▶ [Exercise description]
With no omissions, write out every record given below.

⁂

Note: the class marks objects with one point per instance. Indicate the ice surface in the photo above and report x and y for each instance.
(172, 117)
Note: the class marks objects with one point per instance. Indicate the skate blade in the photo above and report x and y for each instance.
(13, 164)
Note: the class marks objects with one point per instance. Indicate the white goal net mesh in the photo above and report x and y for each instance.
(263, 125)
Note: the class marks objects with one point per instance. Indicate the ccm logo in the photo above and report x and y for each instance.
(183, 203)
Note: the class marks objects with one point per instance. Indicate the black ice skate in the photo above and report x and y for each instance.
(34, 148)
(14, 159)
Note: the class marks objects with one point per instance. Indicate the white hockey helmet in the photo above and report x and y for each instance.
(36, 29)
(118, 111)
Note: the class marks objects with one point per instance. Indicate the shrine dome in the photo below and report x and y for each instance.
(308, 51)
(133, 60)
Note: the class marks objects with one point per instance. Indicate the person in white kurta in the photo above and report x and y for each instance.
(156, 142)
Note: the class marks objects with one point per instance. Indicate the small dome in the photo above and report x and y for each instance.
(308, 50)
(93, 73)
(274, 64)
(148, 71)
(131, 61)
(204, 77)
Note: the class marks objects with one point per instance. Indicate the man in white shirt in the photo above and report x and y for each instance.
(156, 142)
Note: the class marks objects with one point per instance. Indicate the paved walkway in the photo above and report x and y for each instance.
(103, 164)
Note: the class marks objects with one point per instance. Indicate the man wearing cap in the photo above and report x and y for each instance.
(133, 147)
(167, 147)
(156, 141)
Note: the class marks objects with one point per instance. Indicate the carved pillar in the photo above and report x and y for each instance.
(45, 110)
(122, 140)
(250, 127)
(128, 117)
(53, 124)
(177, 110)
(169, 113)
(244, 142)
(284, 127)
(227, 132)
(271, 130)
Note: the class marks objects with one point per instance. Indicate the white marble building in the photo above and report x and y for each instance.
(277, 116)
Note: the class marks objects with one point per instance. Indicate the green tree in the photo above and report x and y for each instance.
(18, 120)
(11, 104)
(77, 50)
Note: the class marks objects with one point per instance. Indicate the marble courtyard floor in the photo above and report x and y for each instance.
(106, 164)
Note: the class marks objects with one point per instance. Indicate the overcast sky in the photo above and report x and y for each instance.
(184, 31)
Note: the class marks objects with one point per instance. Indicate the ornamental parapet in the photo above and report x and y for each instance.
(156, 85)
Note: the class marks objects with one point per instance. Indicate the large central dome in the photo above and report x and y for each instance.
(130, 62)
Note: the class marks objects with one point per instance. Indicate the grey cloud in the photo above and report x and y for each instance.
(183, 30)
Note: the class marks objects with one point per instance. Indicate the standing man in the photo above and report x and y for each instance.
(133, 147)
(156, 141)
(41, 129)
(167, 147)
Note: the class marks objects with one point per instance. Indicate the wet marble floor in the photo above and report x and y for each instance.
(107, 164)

⁂

▶ [Result of this task]
Note: the class marks objects with one point per instance. Indicate the ice surface in the photo above and report x and y for each instance.
(172, 117)
Note: the class marks objects with one point per instance. Indicate the skate blade in the photo above and report x and y for each instance.
(13, 164)
Note: the class marks objects with one point per instance. Indicate the white goal net mesh in the photo above and report x and y for each instance.
(263, 125)
Note: the class marks objects with one point per instance. Indicate the ccm logo in the photo above and report x and y for each instance.
(183, 203)
Note: the class marks objects with one point per instance. Indicate the black ice skate in the photo above and report x and y for each instance.
(34, 148)
(14, 159)
Note: the class marks objects with one point per instance. Indicate the white hockey helmet in the photo above and report x and y for each instance.
(36, 29)
(118, 111)
Note: the class marks objects with one point per instance. Indicate the shrine dome in the photo below and report x and y for each instance.
(308, 51)
(133, 60)
Note: the class marks objects with one point per instance. Indicate the person in white kurta in the photo above and report x and y for each instance.
(156, 142)
Note: the class marks objects with one point per instance. Indicate the small dome in the photo above and report x and y for each instance.
(308, 50)
(93, 73)
(274, 64)
(148, 71)
(131, 61)
(204, 77)
Note: the class marks objects with one point per instance. Indicate the man in white shirt in the photo above and report x and y for each instance.
(156, 142)
Note: the class marks objects with one point per instance. Indicate the paved walkway in the photo above and report x and y for each instance.
(103, 164)
Note: the class marks objects with one point per instance. Indicate the man wearing cap in the photo above and report x and y for each instance.
(133, 147)
(167, 147)
(156, 141)
Note: the class marks objects with one point per instance. Indicate the carved pillar in the photo above and report x and y for each instance.
(45, 110)
(122, 140)
(250, 127)
(128, 117)
(53, 124)
(177, 110)
(169, 113)
(244, 142)
(284, 127)
(227, 132)
(271, 130)
Note: the class marks objects with one point per instance. Indicate the white marble building in the photo above and report x and y for each instance.
(277, 116)
Note: the class marks objects with one point per instance. Indicate the green tree in the photo above and report x and y for each instance.
(18, 120)
(11, 104)
(77, 50)
Note: the class marks objects with one point per instance. Indicate the marble courtyard floor in the photo above and report x and y for each instance.
(106, 164)
Note: the class marks objects with one point per instance. Indicate the overcast sky in the photo above and report x and y for each instance.
(184, 31)
Note: the class marks objects with one point per instance. Indicate the ornamental parapet in the photo above and report x and y for each instance.
(156, 85)
Note: the class marks objects with one point per instance. Indicate the large central dome in the photo above and report x and y for each instance.
(130, 62)
Note: the class marks objects with one point per instance. Indicate the grey cloud in the photo above and report x and y for each instance.
(183, 30)
Note: the class marks objects with one point per instance. Indicate the standing man in the photo above and report x and y for each instance.
(133, 147)
(156, 141)
(41, 129)
(167, 147)
Note: the class marks objects with one point per instance. Indicate the wet marble floor in the photo above and report x and y for each instance.
(107, 164)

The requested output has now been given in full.